__Texte présenté__
/---
Dès les années 70, la plupart des grandes entreprises avaient mis en place des outils de dématérialisation pour optimiser leurs processus métiers. Il s’agissait notamment de passerelles d’Echanges de Données Informatisé (EDI) visant à remplacer les envois de documents, la plupart du temps des factures, bons de commande… entre deux entreprises, souvent un industriel et ses fournisseurs. L’EDI remplaçait tous les échanges liés à la facturation entre ces deux organisations. Mais sur le terrain, elle se limitait dans la plupart des cas, aux grands comptes et à leurs plus grands fournisseurs.

Une absence de généralisation liée à deux facteurs. Jusqu’à la banalisation récente du cloud, le coût des technologies EDI freinait leur accès par des entreprises relativement importantes. Mais surtout, avant 2000, l’absence de reconnaissance du support numérique comme pièce à valeur probante imposait aux entreprises de continuer à produire, et à archiver le cas échéant, les documents sous forme papier, comme par exemple une facture, pendant une durée de 10 années (code du commerce).
\---
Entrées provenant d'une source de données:
/---
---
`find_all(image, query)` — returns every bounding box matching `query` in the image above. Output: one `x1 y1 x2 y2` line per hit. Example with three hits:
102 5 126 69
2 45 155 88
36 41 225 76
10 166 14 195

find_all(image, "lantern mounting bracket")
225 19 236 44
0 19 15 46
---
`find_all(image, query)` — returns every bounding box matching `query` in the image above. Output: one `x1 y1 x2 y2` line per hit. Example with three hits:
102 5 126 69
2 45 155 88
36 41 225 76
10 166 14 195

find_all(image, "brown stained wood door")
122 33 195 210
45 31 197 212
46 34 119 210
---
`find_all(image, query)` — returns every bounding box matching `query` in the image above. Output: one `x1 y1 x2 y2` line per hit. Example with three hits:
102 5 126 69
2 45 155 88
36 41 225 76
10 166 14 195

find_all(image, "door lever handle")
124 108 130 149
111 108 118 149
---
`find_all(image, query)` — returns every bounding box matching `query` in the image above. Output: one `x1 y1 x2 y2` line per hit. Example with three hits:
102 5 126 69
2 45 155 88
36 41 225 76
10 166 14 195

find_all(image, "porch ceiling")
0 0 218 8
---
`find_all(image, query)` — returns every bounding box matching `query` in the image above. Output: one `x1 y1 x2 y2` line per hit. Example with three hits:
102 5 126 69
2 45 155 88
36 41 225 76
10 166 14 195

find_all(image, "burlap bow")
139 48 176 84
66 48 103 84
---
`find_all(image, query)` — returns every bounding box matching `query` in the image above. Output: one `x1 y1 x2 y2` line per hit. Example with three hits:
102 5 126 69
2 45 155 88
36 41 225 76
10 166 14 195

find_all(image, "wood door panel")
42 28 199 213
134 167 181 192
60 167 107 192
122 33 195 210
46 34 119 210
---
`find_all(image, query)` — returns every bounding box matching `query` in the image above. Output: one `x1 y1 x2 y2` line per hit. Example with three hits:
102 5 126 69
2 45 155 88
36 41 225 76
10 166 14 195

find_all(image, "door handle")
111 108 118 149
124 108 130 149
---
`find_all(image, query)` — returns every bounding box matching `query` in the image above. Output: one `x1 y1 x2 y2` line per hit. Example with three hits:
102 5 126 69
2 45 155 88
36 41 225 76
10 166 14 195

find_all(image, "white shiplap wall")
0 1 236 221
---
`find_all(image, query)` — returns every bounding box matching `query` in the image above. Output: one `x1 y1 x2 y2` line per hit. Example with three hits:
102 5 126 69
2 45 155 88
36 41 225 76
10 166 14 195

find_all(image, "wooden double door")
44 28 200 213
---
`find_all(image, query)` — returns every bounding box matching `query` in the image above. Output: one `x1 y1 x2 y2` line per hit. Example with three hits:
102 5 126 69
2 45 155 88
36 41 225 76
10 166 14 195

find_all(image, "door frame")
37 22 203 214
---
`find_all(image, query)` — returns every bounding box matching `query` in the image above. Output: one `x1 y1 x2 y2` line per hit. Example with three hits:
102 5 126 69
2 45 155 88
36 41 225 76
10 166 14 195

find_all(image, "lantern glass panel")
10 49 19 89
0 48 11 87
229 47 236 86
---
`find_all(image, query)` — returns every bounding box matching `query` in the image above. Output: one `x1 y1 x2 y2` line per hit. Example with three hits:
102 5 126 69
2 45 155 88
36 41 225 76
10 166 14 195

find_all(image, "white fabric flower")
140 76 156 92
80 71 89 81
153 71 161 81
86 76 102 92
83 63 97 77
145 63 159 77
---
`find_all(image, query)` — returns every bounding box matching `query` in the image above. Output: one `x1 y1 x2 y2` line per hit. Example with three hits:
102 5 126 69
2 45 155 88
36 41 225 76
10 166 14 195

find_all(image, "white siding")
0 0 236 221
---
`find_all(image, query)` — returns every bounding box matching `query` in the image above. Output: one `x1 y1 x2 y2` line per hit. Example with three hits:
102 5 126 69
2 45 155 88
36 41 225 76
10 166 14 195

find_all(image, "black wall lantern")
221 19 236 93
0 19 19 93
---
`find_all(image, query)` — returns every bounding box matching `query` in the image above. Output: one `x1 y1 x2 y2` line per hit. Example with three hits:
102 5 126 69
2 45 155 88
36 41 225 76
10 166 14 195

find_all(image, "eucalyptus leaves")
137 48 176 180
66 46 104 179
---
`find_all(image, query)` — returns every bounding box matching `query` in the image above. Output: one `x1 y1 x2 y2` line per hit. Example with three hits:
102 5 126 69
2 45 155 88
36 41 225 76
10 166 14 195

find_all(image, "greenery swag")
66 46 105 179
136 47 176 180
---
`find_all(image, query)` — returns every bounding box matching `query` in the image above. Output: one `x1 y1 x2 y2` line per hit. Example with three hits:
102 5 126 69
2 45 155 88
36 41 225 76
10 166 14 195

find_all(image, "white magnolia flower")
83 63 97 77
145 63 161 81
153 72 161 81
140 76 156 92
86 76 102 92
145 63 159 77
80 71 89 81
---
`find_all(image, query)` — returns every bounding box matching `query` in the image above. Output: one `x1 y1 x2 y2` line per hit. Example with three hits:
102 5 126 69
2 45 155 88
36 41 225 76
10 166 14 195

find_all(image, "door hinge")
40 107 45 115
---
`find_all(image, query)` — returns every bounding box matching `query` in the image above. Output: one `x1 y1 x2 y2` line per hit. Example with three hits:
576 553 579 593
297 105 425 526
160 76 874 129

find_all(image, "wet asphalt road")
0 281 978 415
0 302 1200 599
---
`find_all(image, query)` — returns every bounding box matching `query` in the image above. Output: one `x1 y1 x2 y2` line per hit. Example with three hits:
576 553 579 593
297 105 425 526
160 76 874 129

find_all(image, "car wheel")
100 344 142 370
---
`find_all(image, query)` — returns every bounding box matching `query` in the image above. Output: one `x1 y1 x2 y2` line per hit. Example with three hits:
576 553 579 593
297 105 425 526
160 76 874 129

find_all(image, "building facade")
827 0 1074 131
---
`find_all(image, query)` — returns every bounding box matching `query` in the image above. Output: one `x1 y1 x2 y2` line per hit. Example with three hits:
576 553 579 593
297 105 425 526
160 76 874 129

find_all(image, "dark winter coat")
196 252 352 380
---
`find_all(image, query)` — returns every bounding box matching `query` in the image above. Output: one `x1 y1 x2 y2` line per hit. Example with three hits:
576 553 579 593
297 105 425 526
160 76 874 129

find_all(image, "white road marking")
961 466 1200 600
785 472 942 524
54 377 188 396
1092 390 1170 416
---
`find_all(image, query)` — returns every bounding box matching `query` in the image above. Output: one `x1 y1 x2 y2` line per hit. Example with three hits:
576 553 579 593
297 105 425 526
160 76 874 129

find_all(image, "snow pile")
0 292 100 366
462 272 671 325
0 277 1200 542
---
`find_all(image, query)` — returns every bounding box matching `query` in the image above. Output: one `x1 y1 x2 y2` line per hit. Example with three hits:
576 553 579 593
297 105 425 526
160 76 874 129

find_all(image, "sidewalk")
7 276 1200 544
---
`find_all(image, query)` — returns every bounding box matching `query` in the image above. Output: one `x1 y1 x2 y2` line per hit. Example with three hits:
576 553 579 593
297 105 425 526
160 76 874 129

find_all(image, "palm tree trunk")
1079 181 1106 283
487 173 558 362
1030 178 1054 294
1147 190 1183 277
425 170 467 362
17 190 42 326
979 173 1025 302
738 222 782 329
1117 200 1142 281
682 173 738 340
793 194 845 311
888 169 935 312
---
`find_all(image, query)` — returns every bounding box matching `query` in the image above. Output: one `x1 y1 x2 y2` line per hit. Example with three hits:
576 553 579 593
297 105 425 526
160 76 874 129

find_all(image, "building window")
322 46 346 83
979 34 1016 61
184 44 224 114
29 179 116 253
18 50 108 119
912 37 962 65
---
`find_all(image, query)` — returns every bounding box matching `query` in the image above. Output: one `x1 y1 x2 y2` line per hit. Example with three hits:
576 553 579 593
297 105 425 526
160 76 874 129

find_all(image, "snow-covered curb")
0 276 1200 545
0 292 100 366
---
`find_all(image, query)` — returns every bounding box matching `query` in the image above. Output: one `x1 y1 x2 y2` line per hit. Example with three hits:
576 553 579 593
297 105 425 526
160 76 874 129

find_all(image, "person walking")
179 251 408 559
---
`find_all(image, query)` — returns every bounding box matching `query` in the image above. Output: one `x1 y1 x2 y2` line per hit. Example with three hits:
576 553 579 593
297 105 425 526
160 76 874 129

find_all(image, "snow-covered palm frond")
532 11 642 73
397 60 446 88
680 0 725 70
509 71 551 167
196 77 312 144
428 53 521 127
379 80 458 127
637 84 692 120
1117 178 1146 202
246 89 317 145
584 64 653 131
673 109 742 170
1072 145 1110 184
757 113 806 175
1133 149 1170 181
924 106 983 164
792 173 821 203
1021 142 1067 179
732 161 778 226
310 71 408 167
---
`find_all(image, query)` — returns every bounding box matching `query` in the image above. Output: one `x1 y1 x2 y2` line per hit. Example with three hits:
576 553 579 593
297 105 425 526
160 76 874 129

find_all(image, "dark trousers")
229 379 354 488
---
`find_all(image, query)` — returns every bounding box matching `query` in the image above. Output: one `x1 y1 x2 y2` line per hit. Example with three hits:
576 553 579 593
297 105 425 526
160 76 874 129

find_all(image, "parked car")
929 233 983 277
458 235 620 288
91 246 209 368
\---
__Consigne__
Répondez brièvement à partir du texte sur l'EDI.
(a) À partir de quelle décennie la plupart des grandes entreprises avaient-elles mis en place des outils de dématérialisation ?
(b) Avant quelle année le support numérique n'était-il pas reconnu comme pièce à valeur probante ?
(c) Pendant combien d'années une facture papier devait-elle être conservée selon le code du commerce ?
Ces entrées forment un matériau distinct du texte.

__Solution__
(a) Dès les années 70.
(b) Avant 2000.
(c) Pendant 10 années.